Prompt: Write out each of the items below word for word, keeping their order.

Provided information:
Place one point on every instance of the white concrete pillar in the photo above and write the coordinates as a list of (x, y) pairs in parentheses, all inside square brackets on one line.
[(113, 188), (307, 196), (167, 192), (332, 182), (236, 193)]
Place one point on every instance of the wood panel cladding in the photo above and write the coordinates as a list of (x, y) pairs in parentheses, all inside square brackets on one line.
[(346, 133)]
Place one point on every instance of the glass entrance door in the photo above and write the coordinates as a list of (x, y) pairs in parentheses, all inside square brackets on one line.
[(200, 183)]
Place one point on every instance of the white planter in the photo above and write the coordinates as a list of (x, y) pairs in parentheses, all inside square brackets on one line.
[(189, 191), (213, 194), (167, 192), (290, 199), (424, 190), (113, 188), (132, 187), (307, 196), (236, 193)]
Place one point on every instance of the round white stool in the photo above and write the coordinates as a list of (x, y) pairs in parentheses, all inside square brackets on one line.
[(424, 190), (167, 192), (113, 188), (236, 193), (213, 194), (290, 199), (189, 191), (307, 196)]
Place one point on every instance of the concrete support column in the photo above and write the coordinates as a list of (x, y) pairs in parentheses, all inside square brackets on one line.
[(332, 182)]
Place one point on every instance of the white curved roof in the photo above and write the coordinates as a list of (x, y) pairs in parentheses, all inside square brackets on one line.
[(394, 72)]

The solution:
Place one point on every instance of the white concrete pillar in the photo above and write the coordinates as a list of (x, y) pairs in parentheses, all inside square brackets on one line.
[(113, 188), (307, 196), (167, 192), (332, 182), (236, 193)]
Place one point on every instance of the wood panel cladding in the photo above and write the coordinates as a list of (x, y) pairs in parentheses, all inside square brackets on one line.
[(346, 133)]
Place one point on every instance of the glass entrance door in the photo above and write the coordinates as a list of (x, y) pairs in parentheses, all inside square brackets on one line.
[(200, 183)]
Place one point on every instance of the white planter in the photo above and write the coordinates as a list of (x, y) pairs in parentheses, all inside square brackets on one line.
[(189, 191), (213, 194), (167, 192), (290, 199), (424, 190), (113, 188), (132, 187), (307, 196), (236, 193)]
Place one point on every instance of the round white stool in the photo above and write the coordinates as a list of (x, y) pairs in parentheses, all inside square brackets on one line.
[(424, 190), (167, 192), (113, 188), (236, 193), (213, 194), (290, 199), (189, 191), (307, 196)]
Place one point on every instance of the concrete support column in the photo above and write the coordinates as a list of (x, y) pairs in parentheses, all inside square brackets on one line.
[(332, 182)]
Place one point on every instance of the white curved roof in the photo above and write the coordinates as a list of (x, y) pairs in parentheses, all inside square brackets on one line.
[(394, 72)]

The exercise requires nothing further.